◆ **Your task**: Would it be possible to quote, exactly and in full, the lines from the one with "Please identify the power" through the end of the entries below?

◆ **Items**:

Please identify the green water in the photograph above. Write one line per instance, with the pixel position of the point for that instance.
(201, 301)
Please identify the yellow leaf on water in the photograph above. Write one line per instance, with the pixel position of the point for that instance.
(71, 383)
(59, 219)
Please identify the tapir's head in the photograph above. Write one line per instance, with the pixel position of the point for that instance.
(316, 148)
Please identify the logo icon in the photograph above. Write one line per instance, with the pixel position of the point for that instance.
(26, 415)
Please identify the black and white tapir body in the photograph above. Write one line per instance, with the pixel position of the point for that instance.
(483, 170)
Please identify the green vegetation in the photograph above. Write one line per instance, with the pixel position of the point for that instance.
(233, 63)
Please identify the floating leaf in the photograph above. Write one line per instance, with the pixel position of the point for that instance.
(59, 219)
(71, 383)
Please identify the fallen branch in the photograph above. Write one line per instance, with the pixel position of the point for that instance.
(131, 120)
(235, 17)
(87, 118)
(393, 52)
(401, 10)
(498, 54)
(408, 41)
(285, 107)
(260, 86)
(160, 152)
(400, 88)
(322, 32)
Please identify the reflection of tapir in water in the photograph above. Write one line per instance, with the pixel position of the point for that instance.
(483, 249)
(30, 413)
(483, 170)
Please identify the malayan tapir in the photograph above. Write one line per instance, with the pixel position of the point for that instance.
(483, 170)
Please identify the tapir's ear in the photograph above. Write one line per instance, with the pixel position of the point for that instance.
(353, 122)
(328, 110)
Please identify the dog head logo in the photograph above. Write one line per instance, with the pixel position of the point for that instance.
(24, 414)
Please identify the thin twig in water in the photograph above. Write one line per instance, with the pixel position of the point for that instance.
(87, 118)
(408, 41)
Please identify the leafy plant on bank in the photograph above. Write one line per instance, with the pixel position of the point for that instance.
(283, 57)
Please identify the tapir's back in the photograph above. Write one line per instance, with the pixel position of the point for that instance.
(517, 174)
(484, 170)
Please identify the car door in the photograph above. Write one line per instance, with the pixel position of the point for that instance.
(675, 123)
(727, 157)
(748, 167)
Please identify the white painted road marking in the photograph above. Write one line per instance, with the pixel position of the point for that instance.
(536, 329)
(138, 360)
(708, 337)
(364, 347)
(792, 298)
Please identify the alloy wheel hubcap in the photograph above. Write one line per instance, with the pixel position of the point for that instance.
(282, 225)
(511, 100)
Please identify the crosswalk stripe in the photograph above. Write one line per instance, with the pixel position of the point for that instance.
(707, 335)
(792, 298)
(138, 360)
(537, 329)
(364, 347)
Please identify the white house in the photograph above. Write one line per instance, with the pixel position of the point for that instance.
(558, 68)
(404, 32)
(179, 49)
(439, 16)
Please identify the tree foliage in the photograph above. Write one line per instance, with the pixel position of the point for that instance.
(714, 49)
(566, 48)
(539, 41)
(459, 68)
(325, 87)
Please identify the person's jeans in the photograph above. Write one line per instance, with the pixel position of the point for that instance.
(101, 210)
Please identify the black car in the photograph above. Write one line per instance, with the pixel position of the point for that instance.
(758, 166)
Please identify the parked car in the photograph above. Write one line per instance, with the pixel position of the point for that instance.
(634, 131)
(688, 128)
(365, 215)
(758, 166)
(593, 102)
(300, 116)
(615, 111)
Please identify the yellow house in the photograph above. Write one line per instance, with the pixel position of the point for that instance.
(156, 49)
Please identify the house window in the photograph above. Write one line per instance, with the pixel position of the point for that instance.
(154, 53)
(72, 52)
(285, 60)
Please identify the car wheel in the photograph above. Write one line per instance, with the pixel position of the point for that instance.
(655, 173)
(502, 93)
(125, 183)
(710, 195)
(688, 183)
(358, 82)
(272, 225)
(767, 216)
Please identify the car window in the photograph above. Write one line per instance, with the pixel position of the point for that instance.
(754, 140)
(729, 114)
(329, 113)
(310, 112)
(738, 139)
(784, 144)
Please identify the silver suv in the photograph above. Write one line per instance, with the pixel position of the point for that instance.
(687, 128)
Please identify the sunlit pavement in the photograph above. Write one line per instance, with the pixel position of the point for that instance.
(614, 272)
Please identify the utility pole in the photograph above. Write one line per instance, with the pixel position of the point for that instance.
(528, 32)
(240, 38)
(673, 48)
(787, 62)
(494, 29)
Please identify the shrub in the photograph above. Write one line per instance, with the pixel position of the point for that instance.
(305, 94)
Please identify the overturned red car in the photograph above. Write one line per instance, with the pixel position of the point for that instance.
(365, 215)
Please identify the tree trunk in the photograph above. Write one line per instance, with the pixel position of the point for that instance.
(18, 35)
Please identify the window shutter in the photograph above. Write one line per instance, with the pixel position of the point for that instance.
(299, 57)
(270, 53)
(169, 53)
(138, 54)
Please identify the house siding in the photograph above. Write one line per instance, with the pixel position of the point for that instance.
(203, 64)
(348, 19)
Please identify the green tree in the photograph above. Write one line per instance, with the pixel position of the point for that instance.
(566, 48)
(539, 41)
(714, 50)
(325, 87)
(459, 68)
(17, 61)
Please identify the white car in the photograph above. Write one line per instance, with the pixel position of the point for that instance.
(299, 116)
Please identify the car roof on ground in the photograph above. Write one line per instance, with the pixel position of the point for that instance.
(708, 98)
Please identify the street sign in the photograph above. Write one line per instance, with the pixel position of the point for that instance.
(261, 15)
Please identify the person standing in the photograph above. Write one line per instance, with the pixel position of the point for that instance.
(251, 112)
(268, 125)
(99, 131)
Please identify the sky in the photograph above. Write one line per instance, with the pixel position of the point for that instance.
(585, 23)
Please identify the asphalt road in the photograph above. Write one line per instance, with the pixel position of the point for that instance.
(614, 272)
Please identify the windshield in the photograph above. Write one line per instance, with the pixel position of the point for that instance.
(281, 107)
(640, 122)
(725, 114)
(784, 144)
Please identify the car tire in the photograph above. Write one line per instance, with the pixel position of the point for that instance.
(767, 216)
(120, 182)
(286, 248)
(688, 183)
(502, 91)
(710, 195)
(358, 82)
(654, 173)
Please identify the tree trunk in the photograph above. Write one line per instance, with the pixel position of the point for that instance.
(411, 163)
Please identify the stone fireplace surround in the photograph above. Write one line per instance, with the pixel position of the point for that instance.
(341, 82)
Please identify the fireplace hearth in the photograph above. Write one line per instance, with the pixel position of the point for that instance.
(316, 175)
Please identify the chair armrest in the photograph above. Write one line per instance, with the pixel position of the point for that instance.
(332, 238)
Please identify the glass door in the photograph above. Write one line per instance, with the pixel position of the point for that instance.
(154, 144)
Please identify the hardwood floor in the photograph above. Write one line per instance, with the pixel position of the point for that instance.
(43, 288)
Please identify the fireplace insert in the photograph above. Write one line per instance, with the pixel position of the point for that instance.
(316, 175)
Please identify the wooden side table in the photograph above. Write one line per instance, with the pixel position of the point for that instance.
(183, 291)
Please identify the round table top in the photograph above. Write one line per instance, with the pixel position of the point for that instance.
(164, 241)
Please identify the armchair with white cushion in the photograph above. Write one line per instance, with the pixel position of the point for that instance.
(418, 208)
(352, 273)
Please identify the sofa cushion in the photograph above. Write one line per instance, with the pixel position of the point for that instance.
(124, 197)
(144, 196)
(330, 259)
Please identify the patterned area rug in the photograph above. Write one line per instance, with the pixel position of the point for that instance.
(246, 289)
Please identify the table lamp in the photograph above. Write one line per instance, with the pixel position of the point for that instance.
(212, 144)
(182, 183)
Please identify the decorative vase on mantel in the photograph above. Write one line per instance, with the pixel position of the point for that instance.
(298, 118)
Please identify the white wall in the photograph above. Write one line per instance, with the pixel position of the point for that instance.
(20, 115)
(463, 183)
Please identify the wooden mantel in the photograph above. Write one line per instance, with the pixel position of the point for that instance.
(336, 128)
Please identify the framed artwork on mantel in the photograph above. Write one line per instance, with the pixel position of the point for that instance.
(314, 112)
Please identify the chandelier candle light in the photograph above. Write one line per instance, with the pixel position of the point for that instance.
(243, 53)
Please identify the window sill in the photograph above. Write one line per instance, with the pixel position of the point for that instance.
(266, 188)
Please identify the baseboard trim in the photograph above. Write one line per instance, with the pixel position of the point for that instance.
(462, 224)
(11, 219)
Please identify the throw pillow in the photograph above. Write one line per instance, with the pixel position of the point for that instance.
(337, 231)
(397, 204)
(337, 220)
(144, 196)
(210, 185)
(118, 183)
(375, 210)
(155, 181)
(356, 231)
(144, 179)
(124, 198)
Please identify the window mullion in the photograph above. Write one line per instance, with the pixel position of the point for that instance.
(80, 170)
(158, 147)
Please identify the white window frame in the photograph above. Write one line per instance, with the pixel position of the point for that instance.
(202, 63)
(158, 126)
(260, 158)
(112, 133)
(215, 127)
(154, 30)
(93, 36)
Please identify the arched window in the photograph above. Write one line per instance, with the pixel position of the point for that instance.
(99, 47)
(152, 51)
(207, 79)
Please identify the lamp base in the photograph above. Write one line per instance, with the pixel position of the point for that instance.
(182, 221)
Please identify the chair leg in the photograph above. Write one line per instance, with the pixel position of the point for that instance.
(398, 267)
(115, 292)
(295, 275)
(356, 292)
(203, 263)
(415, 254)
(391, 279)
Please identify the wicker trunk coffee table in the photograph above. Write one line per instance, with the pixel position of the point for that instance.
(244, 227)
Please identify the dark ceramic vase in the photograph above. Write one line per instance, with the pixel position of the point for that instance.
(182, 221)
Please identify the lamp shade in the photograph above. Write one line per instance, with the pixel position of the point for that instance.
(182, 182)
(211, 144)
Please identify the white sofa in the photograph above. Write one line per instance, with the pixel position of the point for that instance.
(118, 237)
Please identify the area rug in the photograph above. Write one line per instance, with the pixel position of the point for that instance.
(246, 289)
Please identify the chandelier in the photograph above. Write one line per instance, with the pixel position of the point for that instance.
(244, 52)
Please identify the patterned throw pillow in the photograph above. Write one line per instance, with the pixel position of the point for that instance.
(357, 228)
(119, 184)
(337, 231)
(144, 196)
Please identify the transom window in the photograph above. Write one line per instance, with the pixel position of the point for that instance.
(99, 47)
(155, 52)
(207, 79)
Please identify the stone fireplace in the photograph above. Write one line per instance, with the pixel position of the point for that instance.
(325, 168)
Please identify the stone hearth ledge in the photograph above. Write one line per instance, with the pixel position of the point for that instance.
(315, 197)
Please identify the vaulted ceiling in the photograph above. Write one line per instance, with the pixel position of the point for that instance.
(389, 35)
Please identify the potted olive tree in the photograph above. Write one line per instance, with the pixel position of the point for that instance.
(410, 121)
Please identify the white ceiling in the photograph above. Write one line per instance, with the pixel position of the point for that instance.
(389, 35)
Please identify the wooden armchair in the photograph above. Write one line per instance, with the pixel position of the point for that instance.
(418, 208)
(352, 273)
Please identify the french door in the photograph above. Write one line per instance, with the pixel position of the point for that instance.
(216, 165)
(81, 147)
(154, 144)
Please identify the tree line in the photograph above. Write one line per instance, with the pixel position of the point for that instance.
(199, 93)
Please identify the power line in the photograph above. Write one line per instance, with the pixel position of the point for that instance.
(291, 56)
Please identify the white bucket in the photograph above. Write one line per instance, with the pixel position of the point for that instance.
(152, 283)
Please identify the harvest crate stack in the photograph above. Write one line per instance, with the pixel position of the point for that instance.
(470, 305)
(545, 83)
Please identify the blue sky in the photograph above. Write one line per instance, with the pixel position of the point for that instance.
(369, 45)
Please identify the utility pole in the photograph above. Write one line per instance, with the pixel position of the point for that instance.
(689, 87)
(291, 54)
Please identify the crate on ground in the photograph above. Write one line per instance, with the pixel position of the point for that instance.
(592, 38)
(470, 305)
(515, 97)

◆ **Full solution**:
Please identify the power line in the photograph above. Write one line per instance, with the pixel position of the point for that instance.
(291, 56)
Please identify the white bucket in the photograph above. Write one line per instance, with the pixel position of the point for that instance.
(152, 283)
Please identify the harvest crate stack in the photograph above. Write one line per instance, with the pixel position of the point for that instance.
(470, 305)
(545, 83)
Please identify the blue sky in the photograph above. Write one line per instance, with the pixel position of the point for that instance.
(369, 45)
Please identify the utility pole in the photograph above. Write one line per instance, with the pixel position of the point for that instance.
(689, 87)
(291, 54)
Please identify the crate on ground in the photograph above. Write one line per instance, with the pixel position of the point for that instance.
(592, 38)
(470, 305)
(515, 97)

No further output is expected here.